### [GEZEIGTER TEXTAUSZUG]
________________
Offener Brief vom 01.10.2016 an den
Deutschen Presserat sowie
Presse-/Medienorgane, Redaktionen und Verlage in allen Bundesländern
Per eMail
Veröffentlicht: http://vereinzurabschaffungderrasselisten.blogspot.de/
1. Die medialen „Kampfhunde“-Kampagnen - Appell an eine Berichterstattung
i. S. des Pressekodex
1. Auseinandersetzung mit der Stellungnahme zur Abschaffung der Rasselisten vom
27.10.2015 des Vereins zur Abschaffung der Rasselisten e. V.
Sehr geehrte Damen und Herren,
die Bürgerinnen und Bürger eines Landes
erhalten ihre Informationen in erster Linie aus den Medien. Presse, Funk und
Fernsehen informieren, heutzutage vermehrt via Internet, über Geschehnisse
aller Art, sie können jedoch die öffentliche Wahrnehmung auch derart
beeinflussen, dass z. B. bloße Meinungen irgendwann für sach- wie fachkundig
belegte Fakten gehalten werden, obwohl sie sehr oft wenig bis nichts
miteinander zu tun haben.
________________
### [ÜBUNGSAUFGABE]
Schreiben Sie aus dem offenen Brief den Abschnitt von „Offener Brief vom“ bis „Rasselisten e. V.“ wortgetreu ab.

### [AUSGANGSDATEN]
________________
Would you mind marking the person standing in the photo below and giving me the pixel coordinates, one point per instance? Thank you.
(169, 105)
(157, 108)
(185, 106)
________________
### [LÖSUNG]
Offener Brief vom 01.10.2016 an den
Deutschen Presserat sowie
Presse-/Medienorgane, Redaktionen und Verlage in allen Bundesländern
Per eMail
Veröffentlicht: http://vereinzurabschaffungderrasselisten.blogspot.de/
1. Die medialen „Kampfhunde“-Kampagnen - Appell an eine Berichterstattung
i. S. des Pressekodex
1. Auseinandersetzung mit der Stellungnahme zur Abschaffung der Rasselisten vom
27.10.2015 des Vereins zur Abschaffung der Rasselisten e. V.